Please copy out each line of the entries in which "from" appears.

==== Records supplied

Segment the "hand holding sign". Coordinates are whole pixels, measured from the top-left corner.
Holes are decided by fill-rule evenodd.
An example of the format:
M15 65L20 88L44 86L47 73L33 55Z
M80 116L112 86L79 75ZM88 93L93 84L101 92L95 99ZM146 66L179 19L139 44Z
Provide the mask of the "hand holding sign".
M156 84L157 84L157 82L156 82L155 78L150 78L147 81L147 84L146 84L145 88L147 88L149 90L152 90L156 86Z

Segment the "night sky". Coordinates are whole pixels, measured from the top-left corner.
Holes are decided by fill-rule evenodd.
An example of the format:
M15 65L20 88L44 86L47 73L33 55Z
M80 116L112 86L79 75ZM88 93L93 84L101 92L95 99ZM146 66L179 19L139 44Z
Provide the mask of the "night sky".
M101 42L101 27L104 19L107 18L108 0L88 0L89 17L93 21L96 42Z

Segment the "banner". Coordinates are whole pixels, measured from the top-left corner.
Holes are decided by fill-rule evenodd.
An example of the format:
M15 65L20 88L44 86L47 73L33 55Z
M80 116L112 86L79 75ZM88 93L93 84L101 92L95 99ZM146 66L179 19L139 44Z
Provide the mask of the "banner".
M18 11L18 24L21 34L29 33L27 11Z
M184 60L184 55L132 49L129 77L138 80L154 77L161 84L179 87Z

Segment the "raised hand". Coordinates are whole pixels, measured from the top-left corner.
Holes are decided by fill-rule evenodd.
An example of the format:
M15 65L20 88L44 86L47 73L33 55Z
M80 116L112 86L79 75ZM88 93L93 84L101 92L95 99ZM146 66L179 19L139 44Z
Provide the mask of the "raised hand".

========

== Output for this exercise ==
Segment the "hand holding sign". Coordinates are whole pixels, measured from the top-left corner.
Segment the "night sky". Coordinates are whole pixels, measured from the top-left corner.
Segment the "banner". Coordinates are whole pixels, measured from the top-left corner.
Segment the "raised hand". Coordinates are whole pixels, measured from the top-left corner.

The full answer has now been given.